[Image region labeling records]
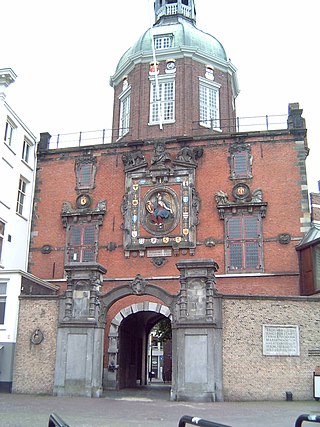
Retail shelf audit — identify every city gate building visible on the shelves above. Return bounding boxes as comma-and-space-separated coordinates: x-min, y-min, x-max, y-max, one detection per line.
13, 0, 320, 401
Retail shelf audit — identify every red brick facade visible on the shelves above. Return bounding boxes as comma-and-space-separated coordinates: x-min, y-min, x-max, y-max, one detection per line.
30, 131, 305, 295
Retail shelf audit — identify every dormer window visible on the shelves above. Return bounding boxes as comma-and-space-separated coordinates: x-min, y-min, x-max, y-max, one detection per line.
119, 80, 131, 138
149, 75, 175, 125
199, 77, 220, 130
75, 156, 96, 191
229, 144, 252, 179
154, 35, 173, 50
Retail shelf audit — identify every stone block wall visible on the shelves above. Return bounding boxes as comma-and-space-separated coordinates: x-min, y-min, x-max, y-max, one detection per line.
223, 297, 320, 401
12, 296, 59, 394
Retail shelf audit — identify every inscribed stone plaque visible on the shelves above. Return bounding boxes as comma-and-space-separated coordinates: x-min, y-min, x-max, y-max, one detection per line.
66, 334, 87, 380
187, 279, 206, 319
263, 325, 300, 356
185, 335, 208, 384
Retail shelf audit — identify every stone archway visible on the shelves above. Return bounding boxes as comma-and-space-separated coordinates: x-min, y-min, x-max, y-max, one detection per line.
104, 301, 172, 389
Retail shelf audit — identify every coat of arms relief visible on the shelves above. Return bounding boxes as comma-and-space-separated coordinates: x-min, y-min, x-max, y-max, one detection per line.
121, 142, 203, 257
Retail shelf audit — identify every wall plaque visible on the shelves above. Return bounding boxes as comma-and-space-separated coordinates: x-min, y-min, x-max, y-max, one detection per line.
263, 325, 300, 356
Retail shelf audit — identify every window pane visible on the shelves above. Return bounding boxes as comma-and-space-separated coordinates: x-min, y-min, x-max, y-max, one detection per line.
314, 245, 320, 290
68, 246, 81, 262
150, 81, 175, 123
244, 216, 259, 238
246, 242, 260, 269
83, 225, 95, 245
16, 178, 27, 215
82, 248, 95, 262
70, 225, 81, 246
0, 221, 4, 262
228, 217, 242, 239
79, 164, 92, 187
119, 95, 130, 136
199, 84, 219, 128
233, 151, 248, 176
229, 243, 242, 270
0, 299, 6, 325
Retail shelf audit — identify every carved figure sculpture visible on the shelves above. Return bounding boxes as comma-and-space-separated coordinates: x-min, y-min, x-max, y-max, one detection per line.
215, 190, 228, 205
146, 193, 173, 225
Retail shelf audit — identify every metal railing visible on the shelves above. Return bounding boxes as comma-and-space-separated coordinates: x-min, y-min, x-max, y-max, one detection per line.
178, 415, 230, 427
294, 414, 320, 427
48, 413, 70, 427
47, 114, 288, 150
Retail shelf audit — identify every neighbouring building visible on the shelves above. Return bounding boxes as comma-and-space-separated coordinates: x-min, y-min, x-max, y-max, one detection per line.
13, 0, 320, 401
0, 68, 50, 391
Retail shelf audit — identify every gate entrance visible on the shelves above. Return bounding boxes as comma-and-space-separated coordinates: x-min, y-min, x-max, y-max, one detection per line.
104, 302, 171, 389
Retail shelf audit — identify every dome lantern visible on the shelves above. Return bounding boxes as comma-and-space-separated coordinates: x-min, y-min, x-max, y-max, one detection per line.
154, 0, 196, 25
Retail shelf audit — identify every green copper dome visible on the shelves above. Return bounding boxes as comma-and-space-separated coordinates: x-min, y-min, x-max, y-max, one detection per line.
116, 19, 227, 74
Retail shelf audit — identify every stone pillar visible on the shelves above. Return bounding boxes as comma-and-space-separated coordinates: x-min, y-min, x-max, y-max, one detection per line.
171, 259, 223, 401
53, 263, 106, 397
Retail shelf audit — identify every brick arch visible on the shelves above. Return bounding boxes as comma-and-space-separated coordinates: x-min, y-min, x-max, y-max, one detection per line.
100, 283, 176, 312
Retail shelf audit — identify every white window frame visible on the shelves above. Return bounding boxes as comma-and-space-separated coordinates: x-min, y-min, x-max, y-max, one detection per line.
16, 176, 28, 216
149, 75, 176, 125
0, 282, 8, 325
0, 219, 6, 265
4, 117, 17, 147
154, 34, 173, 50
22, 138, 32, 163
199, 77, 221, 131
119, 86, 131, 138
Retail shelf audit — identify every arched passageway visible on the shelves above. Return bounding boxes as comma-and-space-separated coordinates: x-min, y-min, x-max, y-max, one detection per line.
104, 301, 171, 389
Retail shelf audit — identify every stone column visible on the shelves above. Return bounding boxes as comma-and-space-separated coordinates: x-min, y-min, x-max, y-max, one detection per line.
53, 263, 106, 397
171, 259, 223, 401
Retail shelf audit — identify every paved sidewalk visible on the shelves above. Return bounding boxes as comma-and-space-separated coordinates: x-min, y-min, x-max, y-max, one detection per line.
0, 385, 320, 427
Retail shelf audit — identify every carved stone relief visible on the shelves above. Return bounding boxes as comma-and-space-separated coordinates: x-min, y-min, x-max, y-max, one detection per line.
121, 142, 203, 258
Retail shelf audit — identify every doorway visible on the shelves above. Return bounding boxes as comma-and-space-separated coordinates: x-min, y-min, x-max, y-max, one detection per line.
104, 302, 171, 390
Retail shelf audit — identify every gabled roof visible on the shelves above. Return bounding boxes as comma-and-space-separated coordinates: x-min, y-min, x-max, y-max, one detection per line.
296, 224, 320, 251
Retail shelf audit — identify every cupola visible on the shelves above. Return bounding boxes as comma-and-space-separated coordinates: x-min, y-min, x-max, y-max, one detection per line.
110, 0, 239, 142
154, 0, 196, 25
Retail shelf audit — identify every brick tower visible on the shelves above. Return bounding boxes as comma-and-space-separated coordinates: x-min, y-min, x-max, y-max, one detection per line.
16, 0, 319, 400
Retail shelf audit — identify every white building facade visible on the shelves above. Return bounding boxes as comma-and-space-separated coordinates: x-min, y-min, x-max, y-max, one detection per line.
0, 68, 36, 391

◆ Request
Copy out, without any change, every line of the records above, starting at the line containing "Retail shelf audit — identify every neighbouring" and ending at the line containing "104, 302, 171, 389", both of those lines included.

◆ Task answer
Retail shelf audit — identify every neighbouring building visible on the shelves above. Return bounding boxes as comma-and-space-separated coordinates: x-min, y-min, x-max, y-max, one detection per line.
13, 0, 320, 401
0, 68, 50, 391
Retail shelf audit — identify every gate entrance visible on the shelves above. Return bounding boxes as comma-and-space-separated coordinates: x-min, y-min, x-max, y-max, one detection per line.
104, 302, 171, 389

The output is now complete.